→ What to work on
1) From the text on the Canlis restaurant, reproduce the passage starting at "It is one of" and ending at "Spectator Grand Award.".
2) Summarize the text on the Canlis restaurant in two sentences.

→ Text section
= Beginning of Section =
Canlis is a fine dining restaurant serving  New American and Pacific Northwest cuisine in Seattle, Washington. Situated  in the Queen Anne neighborhood, the restaurant has views of Gas Works Park and the Cascade Mountains. It was built by Peter Canlis in 1950, and remains family-owned. The restaurant currently employs 94 people.

It is one of the most award-winning restaurants in the greater Northwest; it is ranked one of the top 20 restaurants in America by Gourmet Magazine, Canlis has been hailed by The New York Times as "Seattle's fanciest, finest restaurant for over 60 years". Since 1997, Canlis has been a recipient of the Wine Spectator Grand Award.

History

The restaurant was built by Peter Canlis and opened on December 11, 1950. Prior to coming to Seattle, Peter had run the Canlis Charcoal Broiler which opened in 1946 in Honolulu, Hawaii. He was convinced to open a Seattle location by Jack Peterson, a local contractor who had met Canlis on a trip to Hawaii. Peter hired local architect Roland Terry to design the Seattle building which soon became an icon for Northwest-inspired Modern architecture. Peter later opened additional Canlis restaurants in Honolulu (1954), Portland (1959), and San Francisco (1965). The restaurant is "credited with inventing Northwest cuisine when it opened in 1950", and Peter Canlis is personally credited for "singlehandedly develop[ing] what's now known as Pacific Northwest cuisine". In 1977, Peter Canlis died of lung cancer and his son, Chris Canlis, took over the restaurant with his wife, Alice. The couple ran Canlis for thirty years before handing off ownership to their sons, Mark and Brian Canlis.
= End of Section =
→ Available data
= Beginning of Section =
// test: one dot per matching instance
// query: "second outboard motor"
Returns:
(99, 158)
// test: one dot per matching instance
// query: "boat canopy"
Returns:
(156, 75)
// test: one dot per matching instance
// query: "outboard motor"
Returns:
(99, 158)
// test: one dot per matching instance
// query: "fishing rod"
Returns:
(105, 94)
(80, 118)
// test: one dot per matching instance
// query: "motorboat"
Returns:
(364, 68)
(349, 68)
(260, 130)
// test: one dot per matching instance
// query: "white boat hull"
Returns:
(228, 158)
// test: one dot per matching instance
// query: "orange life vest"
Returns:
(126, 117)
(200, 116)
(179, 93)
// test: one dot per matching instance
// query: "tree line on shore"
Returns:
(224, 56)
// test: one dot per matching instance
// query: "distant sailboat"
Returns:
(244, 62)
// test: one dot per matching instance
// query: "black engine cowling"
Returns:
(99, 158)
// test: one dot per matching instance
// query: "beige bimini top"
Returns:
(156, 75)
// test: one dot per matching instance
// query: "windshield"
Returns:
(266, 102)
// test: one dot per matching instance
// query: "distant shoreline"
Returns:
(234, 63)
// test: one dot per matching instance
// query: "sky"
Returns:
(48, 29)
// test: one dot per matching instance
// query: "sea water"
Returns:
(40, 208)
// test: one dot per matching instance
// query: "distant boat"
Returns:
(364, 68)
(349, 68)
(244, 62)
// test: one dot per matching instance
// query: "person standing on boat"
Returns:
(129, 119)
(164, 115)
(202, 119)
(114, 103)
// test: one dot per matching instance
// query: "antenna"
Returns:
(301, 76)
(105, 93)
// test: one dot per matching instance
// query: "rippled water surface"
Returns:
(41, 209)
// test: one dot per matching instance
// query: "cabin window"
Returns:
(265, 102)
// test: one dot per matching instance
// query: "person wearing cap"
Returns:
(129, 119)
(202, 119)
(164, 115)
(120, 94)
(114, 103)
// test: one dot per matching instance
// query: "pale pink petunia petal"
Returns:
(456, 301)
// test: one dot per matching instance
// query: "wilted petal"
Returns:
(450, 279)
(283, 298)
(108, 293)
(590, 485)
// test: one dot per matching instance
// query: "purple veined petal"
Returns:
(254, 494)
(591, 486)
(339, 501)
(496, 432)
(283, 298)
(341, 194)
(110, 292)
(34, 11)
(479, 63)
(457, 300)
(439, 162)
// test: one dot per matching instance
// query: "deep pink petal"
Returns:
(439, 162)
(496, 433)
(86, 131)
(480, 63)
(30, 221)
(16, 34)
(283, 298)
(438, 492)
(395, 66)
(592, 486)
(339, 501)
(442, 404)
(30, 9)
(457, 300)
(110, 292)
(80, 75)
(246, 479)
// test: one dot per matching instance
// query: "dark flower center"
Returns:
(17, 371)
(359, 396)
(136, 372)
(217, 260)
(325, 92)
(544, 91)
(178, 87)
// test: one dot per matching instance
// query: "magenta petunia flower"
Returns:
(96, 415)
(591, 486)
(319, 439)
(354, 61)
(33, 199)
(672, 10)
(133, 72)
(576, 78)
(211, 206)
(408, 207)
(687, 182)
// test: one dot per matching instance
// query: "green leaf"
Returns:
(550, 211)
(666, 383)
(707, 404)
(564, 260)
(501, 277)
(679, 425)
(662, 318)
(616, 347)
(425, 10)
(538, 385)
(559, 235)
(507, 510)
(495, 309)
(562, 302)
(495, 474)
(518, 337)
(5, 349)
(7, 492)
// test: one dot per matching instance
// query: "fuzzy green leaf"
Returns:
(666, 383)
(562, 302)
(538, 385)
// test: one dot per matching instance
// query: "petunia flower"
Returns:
= End of Section =
→ Responses for each task
1)
It is one of the most award-winning restaurants in the greater Northwest; it is ranked one of the top 20 restaurants in America by Gourmet Magazine, Canlis has been hailed by The New York Times as "Seattle's fanciest, finest restaurant for over 60 years". Since 1997, Canlis has been a recipient of the Wine Spectator Grand Award.

2) Canlis is a family-owned fine dining restaurant in Seattle's Queen Anne neighborhood that serves New American and Pacific Northwest cuisine; Peter Canlis built it, and it opened on December 11, 1950. Gourmet Magazine ranks it among the top 20 restaurants in America, and it has received the Wine Spectator Grand Award since 1997; after Peter's death in 1977, his son Chris and Chris's wife Alice ran it for thirty years before handing ownership to their sons, Mark and Brian.